**What you should do**
Return all of the entries below, word for word. Omit each picture.

◆ ◆ ◆ ◆ ◆ ◆ ◆

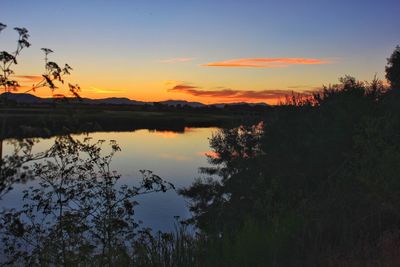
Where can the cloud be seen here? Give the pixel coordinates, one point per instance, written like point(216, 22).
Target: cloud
point(177, 60)
point(102, 90)
point(230, 93)
point(266, 62)
point(29, 78)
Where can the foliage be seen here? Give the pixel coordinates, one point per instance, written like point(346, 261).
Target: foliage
point(319, 179)
point(53, 72)
point(76, 214)
point(393, 69)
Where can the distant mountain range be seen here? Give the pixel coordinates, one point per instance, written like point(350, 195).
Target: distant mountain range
point(31, 99)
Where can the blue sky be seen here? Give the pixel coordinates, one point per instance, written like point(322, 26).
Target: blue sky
point(132, 48)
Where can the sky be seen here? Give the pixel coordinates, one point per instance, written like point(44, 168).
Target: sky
point(209, 51)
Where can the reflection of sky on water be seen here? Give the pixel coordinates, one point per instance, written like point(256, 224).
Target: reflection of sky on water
point(175, 157)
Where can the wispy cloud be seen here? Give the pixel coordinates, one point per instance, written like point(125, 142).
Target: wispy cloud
point(102, 90)
point(177, 60)
point(266, 62)
point(231, 93)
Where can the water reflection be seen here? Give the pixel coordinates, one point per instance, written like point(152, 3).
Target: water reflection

◆ ◆ ◆ ◆ ◆ ◆ ◆

**Answer for this exercise**
Where can the cloud be seen here? Give the pixel coordinates, one point per instance, written like point(216, 22).
Target: cloud
point(177, 60)
point(102, 90)
point(230, 93)
point(266, 62)
point(29, 78)
Where can the foliage be seen here? Give the pixel coordinates, one point per instance, written like point(346, 261).
Target: foliage
point(319, 179)
point(53, 72)
point(76, 214)
point(393, 69)
Where can the distant mountain range be seen here? Give the pixel coordinates, one point per instance, written like point(350, 195).
Target: distant mountain range
point(31, 99)
Where can the blue sky be seen here? Give the pixel coordinates, one point per instance, written like point(322, 26).
Target: blue sky
point(132, 48)
Where can the sky be seen here? Give the pixel coordinates, one point per instance, written like point(44, 168).
Target: sky
point(209, 51)
Where can the reflection of sky on water be seen here? Give the pixel coordinates, one point per instance, written like point(256, 224).
Target: reflection of sky on water
point(175, 157)
Where can the wispy cloud be seen here? Give the pixel coordinates, one point per instance, written like point(125, 142).
Target: wispy cloud
point(102, 90)
point(177, 60)
point(266, 62)
point(231, 93)
Where can the water reflection be seen here? Give the pixel coordinates, one point per instance, written like point(152, 3).
Target: water reflection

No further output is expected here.